> [What the exercise asks] Render every line of the items below as a Markdown table with two columns, "No." for the row number and "Line" for the line itself, omitting any blank lines.

=== Data shown ===

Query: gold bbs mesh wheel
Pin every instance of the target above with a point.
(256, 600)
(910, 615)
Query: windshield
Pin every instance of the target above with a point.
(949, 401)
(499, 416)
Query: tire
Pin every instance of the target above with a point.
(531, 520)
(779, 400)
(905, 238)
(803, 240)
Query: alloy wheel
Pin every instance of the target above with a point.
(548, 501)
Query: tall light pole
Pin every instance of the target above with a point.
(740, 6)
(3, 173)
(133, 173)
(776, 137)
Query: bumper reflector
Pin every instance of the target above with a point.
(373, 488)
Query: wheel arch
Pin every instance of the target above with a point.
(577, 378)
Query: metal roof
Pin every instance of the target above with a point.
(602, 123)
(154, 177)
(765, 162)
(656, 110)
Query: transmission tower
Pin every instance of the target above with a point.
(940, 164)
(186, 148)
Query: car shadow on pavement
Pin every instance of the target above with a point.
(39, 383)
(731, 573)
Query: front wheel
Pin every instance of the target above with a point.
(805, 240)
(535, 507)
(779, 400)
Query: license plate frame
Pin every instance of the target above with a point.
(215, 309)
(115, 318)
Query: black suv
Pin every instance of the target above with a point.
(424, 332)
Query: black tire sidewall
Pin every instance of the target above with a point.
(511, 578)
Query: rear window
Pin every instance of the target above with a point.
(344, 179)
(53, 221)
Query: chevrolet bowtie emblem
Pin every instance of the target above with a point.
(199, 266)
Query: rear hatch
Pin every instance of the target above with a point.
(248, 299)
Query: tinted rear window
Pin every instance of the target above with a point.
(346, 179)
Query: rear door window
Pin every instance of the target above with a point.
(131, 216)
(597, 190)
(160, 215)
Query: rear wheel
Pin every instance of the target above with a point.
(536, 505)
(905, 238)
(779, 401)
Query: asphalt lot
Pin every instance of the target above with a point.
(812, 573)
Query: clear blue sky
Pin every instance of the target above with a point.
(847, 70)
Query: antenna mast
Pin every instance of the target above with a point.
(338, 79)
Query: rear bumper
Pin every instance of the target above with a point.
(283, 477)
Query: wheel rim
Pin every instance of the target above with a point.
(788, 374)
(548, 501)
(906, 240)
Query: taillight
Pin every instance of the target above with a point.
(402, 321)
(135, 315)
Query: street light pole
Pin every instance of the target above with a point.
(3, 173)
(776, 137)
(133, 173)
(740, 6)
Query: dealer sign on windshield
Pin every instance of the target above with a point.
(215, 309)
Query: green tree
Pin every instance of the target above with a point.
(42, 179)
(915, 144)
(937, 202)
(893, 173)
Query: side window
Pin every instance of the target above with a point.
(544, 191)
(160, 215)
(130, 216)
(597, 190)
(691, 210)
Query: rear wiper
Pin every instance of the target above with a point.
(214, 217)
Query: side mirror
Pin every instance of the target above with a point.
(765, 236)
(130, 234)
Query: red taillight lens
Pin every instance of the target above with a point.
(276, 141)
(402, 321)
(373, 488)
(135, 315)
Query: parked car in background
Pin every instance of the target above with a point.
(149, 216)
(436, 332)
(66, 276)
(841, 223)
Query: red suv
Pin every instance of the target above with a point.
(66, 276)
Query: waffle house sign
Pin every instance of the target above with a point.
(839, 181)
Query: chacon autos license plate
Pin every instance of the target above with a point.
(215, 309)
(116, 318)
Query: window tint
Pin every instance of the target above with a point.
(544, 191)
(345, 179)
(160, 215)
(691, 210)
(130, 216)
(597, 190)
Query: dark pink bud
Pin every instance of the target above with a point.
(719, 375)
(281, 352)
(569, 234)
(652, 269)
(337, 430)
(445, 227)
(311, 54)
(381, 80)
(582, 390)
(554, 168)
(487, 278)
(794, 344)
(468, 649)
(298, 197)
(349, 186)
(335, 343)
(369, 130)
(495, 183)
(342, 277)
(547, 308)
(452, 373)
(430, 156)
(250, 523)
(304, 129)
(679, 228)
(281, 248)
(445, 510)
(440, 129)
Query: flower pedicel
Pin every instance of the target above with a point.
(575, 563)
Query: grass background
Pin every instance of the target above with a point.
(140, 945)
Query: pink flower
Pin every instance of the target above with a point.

===

> [Response for this exercise]
| No. | Line |
|---|---|
| 1 | Query: gold bbs mesh wheel |
| 2 | Pin every instance of the target above with a point. |
| 3 | (256, 600) |
| 4 | (910, 615) |
| 5 | Query: windshield |
| 6 | Pin every instance of the target above with a point. |
| 7 | (949, 401) |
| 8 | (499, 416) |
| 9 | Query: tire |
| 10 | Pin every instance of the target above with a point. |
| 11 | (531, 520) |
| 12 | (779, 400) |
| 13 | (905, 238) |
| 14 | (803, 240) |
| 15 | Query: alloy wheel |
| 16 | Pin every instance of the target above with a point. |
| 17 | (548, 501) |
| 18 | Query: tall light pole |
| 19 | Pin every instance of the target above with a point. |
| 20 | (740, 6) |
| 21 | (3, 173) |
| 22 | (133, 173) |
| 23 | (776, 137) |
| 24 | Query: bumper reflector |
| 25 | Pin every instance of the target above with a point. |
| 26 | (373, 488) |
| 27 | Query: wheel arch |
| 28 | Pin every instance of the target above with a point. |
| 29 | (577, 378) |
| 30 | Query: metal roof |
| 31 | Pin every instance of the target above with a point. |
| 32 | (602, 123) |
| 33 | (154, 177) |
| 34 | (765, 162) |
| 35 | (656, 110) |
| 36 | Query: transmission tower |
| 37 | Pin every instance of the target above with a point. |
| 38 | (940, 164) |
| 39 | (186, 148) |
| 40 | Query: car shadow on pavement |
| 41 | Pin every instance of the target above with a point. |
| 42 | (39, 383) |
| 43 | (731, 573) |
| 44 | Query: front wheel |
| 45 | Pin every instance of the target above with a point. |
| 46 | (805, 240) |
| 47 | (535, 507) |
| 48 | (779, 400) |
| 49 | Query: license plate frame |
| 50 | Pin every instance of the target above with a point. |
| 51 | (215, 309) |
| 52 | (115, 318) |
| 53 | Query: black suv |
| 54 | Pin every instance of the target above with a point. |
| 55 | (424, 332) |
| 56 | Query: black tire sidewall |
| 57 | Pin every instance of the target above with a point. |
| 58 | (511, 578) |
| 59 | Query: rear window |
| 60 | Pin every instance of the target above with a point. |
| 61 | (344, 179) |
| 62 | (53, 221) |
| 63 | Query: chevrolet bowtie emblem |
| 64 | Pin every instance of the target above with a point. |
| 65 | (199, 266) |
| 66 | Query: rear hatch |
| 67 | Pin every instance of the target above with a point. |
| 68 | (248, 299) |
| 69 | Query: tinted rear window |
| 70 | Pin every instance of the target above with a point. |
| 71 | (346, 179) |
| 72 | Query: rear door window |
| 73 | Pin every instance of the target above with a point. |
| 74 | (131, 216) |
| 75 | (597, 190) |
| 76 | (160, 215) |
| 77 | Query: rear wheel |
| 78 | Pin every instance of the target above with a point. |
| 79 | (536, 505) |
| 80 | (905, 238) |
| 81 | (779, 401) |
| 82 | Query: asphalt lot |
| 83 | Pin every instance of the target above with a point. |
| 84 | (812, 573) |
| 85 | Query: clear blue sky |
| 86 | Pin every instance of the target above with a point. |
| 87 | (847, 70) |
| 88 | Query: antenna mast |
| 89 | Pin every instance of the target above with a point. |
| 90 | (338, 79) |
| 91 | Query: rear bumper |
| 92 | Pin every instance of the target above with a point. |
| 93 | (283, 477) |
| 94 | Query: wheel rim |
| 95 | Pin every instance of the target above with a point. |
| 96 | (788, 374) |
| 97 | (548, 501) |
| 98 | (906, 240) |
| 99 | Query: taillight |
| 100 | Pin every instance of the target above with a point. |
| 101 | (402, 321) |
| 102 | (135, 315) |
| 103 | Query: street light pole |
| 104 | Pin every instance of the target above with a point. |
| 105 | (3, 173) |
| 106 | (776, 137) |
| 107 | (133, 173) |
| 108 | (740, 6) |
| 109 | Query: dealer sign on windshield |
| 110 | Pin every instance of the target above with a point. |
| 111 | (215, 309) |
| 112 | Query: green tree |
| 113 | Pin every instance of the target above with a point. |
| 114 | (42, 179) |
| 115 | (915, 144) |
| 116 | (937, 202) |
| 117 | (893, 173) |
| 118 | Query: side window |
| 119 | Pin every instance of the target above with a point. |
| 120 | (544, 191) |
| 121 | (160, 215) |
| 122 | (130, 216) |
| 123 | (597, 190) |
| 124 | (691, 210) |
| 125 | Query: rear wiper |
| 126 | Pin every instance of the target above with a point. |
| 127 | (214, 217) |
| 128 | Query: side mirror |
| 129 | Pin every instance of the target above with a point. |
| 130 | (765, 236) |
| 131 | (130, 234) |
| 132 | Query: red taillight lens |
| 133 | Pin every instance of the target above with a point. |
| 134 | (276, 141) |
| 135 | (402, 321) |
| 136 | (373, 488) |
| 137 | (135, 315) |
| 138 | Query: parked car in background |
| 139 | Pin every instance of the target above with a point. |
| 140 | (149, 216) |
| 141 | (436, 332) |
| 142 | (66, 276) |
| 143 | (841, 223) |
| 144 | Query: red suv |
| 145 | Pin every instance of the target above with a point. |
| 146 | (66, 276) |
| 147 | Query: waffle house sign |
| 148 | Pin every instance of the target above with a point. |
| 149 | (839, 181) |
| 150 | Query: chacon autos license plate |
| 151 | Pin every instance of the target above with a point. |
| 152 | (215, 309) |
| 153 | (116, 318) |
| 154 | Query: window tint |
| 155 | Pin every instance of the target above with a point. |
| 156 | (544, 191) |
| 157 | (345, 179) |
| 158 | (160, 215) |
| 159 | (691, 210) |
| 160 | (130, 216) |
| 161 | (597, 190) |
| 162 | Query: dark pink bud |
| 163 | Pin every instance of the target above with a point. |
| 164 | (719, 375) |
| 165 | (281, 352) |
| 166 | (569, 234) |
| 167 | (652, 269) |
| 168 | (337, 430) |
| 169 | (445, 227) |
| 170 | (311, 54) |
| 171 | (381, 80) |
| 172 | (582, 390) |
| 173 | (554, 168) |
| 174 | (487, 278) |
| 175 | (794, 344) |
| 176 | (468, 649) |
| 177 | (298, 197) |
| 178 | (349, 186) |
| 179 | (335, 343) |
| 180 | (369, 130) |
| 181 | (495, 183) |
| 182 | (342, 277) |
| 183 | (547, 308) |
| 184 | (452, 373) |
| 185 | (430, 156) |
| 186 | (250, 523) |
| 187 | (304, 129) |
| 188 | (679, 228) |
| 189 | (281, 248) |
| 190 | (445, 510) |
| 191 | (440, 129) |
| 192 | Query: flower pedicel |
| 193 | Pin every instance of the target above with a point. |
| 194 | (575, 563) |
| 195 | Query: grass background |
| 196 | Pin every instance of the target above with a point. |
| 197 | (140, 945) |
| 198 | Query: pink flower |
| 199 | Pin every instance of the target above with a point. |